### CHALLENGE
Answer the following questions using the passage on Chanel below.
1. Who said that Chanel would remain private and independent, and what was his role?
2. By what percentage did sales in the Asia-Pacific region rise in 2018?
3. Which family owns Chanel?

### SELECTION
“Chanel will remain private and independent," stated Philippe Blondiaux, financial director of the Luxury House, when presenting the company's 2018 earnings in June. The announcement softened speculation surrounding a possible change of ownership for the house, something which intensified following the death of Karl Lagerfeld in February.
In 2018, sales at the company rose 10.5 percent in constant currencies to reach 9.95 billion Euro, driven by sales in the Asia-Pacific region, which were up 19.9 percent, ahead of Europe, up 7.8 percent and the Americas, up 7.4 percent.
In fact, Karl Lagerfeld’s death last February revived speculation that the owners of Chanel - the Wertheimer family - could sell the House or request an IPO. However, during the Investor Day in Paris, LVMH managers reportedly stated that Chanel had a value that is closer to 100 billion euros, rather than the 50 billions euros estimated by some analysts.

### ENTRIES SHOWN
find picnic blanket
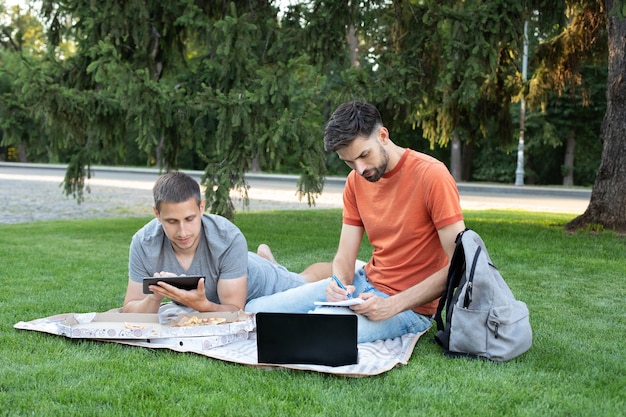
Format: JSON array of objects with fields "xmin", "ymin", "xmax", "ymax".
[{"xmin": 13, "ymin": 313, "xmax": 427, "ymax": 377}]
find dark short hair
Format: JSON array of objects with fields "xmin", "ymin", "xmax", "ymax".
[
  {"xmin": 152, "ymin": 171, "xmax": 202, "ymax": 211},
  {"xmin": 324, "ymin": 101, "xmax": 383, "ymax": 151}
]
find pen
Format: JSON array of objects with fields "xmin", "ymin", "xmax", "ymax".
[{"xmin": 333, "ymin": 274, "xmax": 352, "ymax": 298}]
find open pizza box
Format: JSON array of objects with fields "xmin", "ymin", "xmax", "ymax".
[{"xmin": 57, "ymin": 311, "xmax": 254, "ymax": 346}]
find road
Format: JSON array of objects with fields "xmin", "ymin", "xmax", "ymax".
[{"xmin": 0, "ymin": 162, "xmax": 590, "ymax": 224}]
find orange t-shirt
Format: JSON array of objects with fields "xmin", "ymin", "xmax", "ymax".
[{"xmin": 343, "ymin": 149, "xmax": 463, "ymax": 315}]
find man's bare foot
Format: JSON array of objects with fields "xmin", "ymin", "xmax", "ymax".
[{"xmin": 256, "ymin": 243, "xmax": 278, "ymax": 264}]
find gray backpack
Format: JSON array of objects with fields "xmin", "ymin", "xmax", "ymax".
[{"xmin": 435, "ymin": 229, "xmax": 532, "ymax": 362}]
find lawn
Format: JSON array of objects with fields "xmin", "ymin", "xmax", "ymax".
[{"xmin": 0, "ymin": 210, "xmax": 626, "ymax": 416}]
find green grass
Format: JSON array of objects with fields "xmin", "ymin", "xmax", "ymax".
[{"xmin": 0, "ymin": 210, "xmax": 626, "ymax": 416}]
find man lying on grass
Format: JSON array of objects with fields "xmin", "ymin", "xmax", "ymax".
[
  {"xmin": 245, "ymin": 102, "xmax": 465, "ymax": 343},
  {"xmin": 123, "ymin": 172, "xmax": 330, "ymax": 313}
]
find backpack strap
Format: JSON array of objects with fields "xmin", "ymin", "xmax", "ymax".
[{"xmin": 435, "ymin": 228, "xmax": 469, "ymax": 330}]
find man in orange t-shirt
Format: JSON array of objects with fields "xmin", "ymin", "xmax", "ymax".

### WRITTEN REPLY
1. Philippe Blondiaux, the financial director of the Luxury House.
2. 19.9 percent.
3. The Wertheimer family.